Durchblicke und Ausblicke
Ein räumlich besonderes Erlebnis bietet sich im Bereich der
Essensausgabe: Die Decke ist hier verglast und gibt den Blick frei
auf ein Atrium, das als hängender Garten gestaltet wurde. In den
oberen Stockwerken sind die Institutsbüros rund um dieses Atrium
angeordnet. Sie alle bestechen durch raumhohe Fenster und rote
Linoleumböden, bei denen es sich ebenfalls um reine Naturprodukte
handelt.
Neben dem abgesenkten Hof gibt es für die Studierenden noch einen weiteren Außenbereich – allerdings in luftiger Höhe, auf dem Flachdach. Dort können sie in der Sonne sitzen, lernen und sogar Pflanzen ziehen. Sollte die Uni stark weiter wachsen, so wie es in den vergangenen Jahren der Fall war, kann das Gebäude dort potenziell aufgestockt und erweitert werden.
Erdwärme und Sonnenenergie
Das Energiekonzept basiert auf dem Zusammenspiel von
hochenergieeffizienter Gebäudehülle und Lüftungsanlage,
Betonkernaktivierung, Nutzung von Umweltenergie und Abwärme aus
Küchenbereichen sowie erneuerbarer Energieträger vor Ort. Der
Heizwärmebedarf von 10 kWh/m²a wird u.a. durch 14 Geothermiesonden
mit ca. 70 kW Leistung gedeckt, die sich in 125 Meter Tiefe
befinden. Sie versorgen sowohl die Wärmepumpe
als auch die Kältemaschine mit Wärmeenergie aus dem Erdreich.

BEREITGESTELLTE ZEILEN
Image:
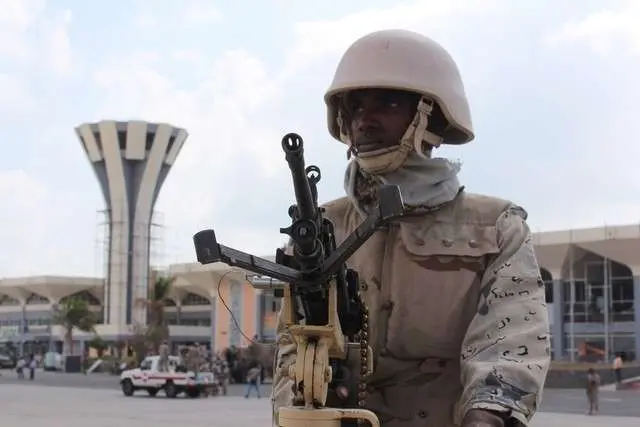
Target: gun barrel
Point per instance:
(293, 147)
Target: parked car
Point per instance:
(6, 362)
(53, 362)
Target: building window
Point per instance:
(6, 300)
(35, 299)
(195, 299)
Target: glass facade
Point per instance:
(597, 309)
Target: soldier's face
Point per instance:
(378, 118)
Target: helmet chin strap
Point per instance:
(390, 159)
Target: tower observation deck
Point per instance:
(131, 161)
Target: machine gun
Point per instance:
(322, 309)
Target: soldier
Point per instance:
(193, 358)
(163, 352)
(457, 317)
(221, 372)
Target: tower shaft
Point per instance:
(131, 161)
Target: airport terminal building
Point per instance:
(592, 276)
(592, 279)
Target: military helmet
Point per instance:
(408, 61)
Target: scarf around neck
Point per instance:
(423, 183)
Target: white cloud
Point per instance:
(14, 94)
(58, 44)
(23, 199)
(16, 18)
(201, 13)
(604, 30)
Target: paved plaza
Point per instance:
(34, 405)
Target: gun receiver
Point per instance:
(322, 309)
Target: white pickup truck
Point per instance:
(174, 381)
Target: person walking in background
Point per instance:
(593, 386)
(32, 367)
(253, 380)
(617, 369)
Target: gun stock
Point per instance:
(318, 284)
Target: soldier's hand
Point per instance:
(482, 418)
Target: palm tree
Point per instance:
(74, 313)
(159, 291)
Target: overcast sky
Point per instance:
(553, 87)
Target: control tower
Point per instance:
(131, 161)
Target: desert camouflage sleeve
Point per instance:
(506, 351)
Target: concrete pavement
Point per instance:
(34, 406)
(100, 393)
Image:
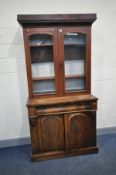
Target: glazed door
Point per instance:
(42, 65)
(80, 129)
(74, 44)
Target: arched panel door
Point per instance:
(52, 133)
(81, 130)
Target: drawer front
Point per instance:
(66, 108)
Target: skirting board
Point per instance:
(26, 140)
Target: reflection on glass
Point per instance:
(42, 65)
(40, 39)
(74, 61)
(43, 86)
(74, 67)
(72, 84)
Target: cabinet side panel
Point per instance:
(35, 136)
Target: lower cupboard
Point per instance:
(61, 135)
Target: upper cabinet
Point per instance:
(58, 54)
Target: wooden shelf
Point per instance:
(43, 78)
(40, 45)
(75, 76)
(74, 44)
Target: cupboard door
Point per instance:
(42, 62)
(49, 134)
(75, 57)
(80, 130)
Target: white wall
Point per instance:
(13, 84)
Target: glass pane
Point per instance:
(41, 51)
(72, 84)
(74, 61)
(40, 39)
(43, 86)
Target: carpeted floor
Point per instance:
(16, 161)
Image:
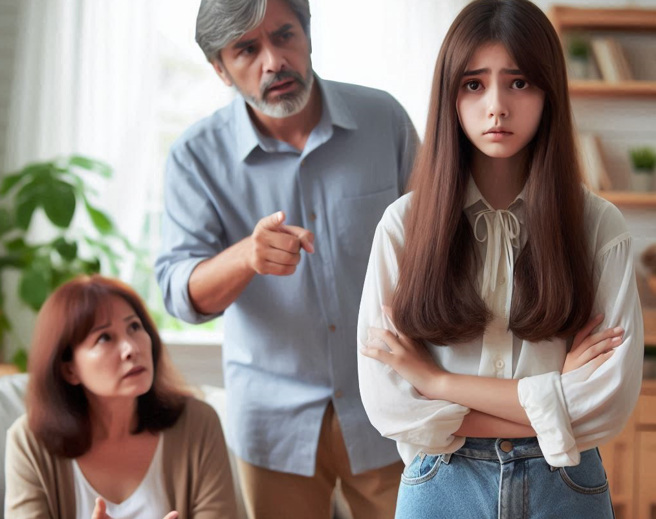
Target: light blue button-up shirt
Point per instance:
(290, 341)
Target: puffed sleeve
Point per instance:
(213, 493)
(393, 406)
(25, 494)
(191, 232)
(585, 407)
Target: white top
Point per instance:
(570, 413)
(148, 500)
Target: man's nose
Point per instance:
(273, 60)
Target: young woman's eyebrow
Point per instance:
(481, 71)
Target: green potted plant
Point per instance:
(75, 237)
(578, 51)
(643, 164)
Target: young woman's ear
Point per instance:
(69, 373)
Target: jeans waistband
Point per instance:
(500, 449)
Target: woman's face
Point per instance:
(499, 110)
(115, 359)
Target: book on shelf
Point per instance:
(593, 167)
(611, 59)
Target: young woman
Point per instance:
(108, 433)
(479, 355)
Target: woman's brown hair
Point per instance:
(58, 412)
(436, 297)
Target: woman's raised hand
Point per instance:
(593, 348)
(100, 511)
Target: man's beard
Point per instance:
(284, 105)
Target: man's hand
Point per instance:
(100, 511)
(593, 348)
(276, 248)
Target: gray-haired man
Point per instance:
(271, 206)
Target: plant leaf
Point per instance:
(91, 165)
(100, 220)
(9, 182)
(60, 204)
(34, 287)
(66, 249)
(6, 223)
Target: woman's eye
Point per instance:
(520, 84)
(135, 326)
(103, 337)
(473, 86)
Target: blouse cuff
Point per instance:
(542, 398)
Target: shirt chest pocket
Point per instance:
(357, 218)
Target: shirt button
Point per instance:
(505, 446)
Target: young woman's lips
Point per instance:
(135, 371)
(498, 135)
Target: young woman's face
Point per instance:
(115, 359)
(498, 109)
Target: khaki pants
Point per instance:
(278, 495)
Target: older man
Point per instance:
(271, 207)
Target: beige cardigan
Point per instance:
(197, 473)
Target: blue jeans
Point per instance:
(502, 479)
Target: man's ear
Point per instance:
(221, 71)
(69, 374)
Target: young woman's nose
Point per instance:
(497, 106)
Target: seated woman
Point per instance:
(109, 433)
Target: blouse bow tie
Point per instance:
(502, 235)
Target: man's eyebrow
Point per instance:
(282, 30)
(480, 71)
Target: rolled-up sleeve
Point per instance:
(586, 407)
(393, 406)
(191, 233)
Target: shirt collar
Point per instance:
(334, 113)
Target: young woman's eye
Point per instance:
(520, 84)
(473, 85)
(135, 326)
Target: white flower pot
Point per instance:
(642, 181)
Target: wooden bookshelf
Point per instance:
(630, 198)
(565, 18)
(599, 88)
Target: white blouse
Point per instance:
(148, 500)
(570, 413)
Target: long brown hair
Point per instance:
(436, 297)
(58, 413)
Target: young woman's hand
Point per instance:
(593, 348)
(410, 359)
(100, 511)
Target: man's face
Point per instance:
(270, 66)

AUFGABE
Übertrage den Satz „In den oberen Stockwerken sind die Institutsbüros rund um dieses Atrium angeordnet.“ aus dem Textauszug ins Englische. Die Zeilen stammen aus einer anderen Quelle.

ENDERGEBNIS
On the upper floors, the institute offices are arranged around this atrium.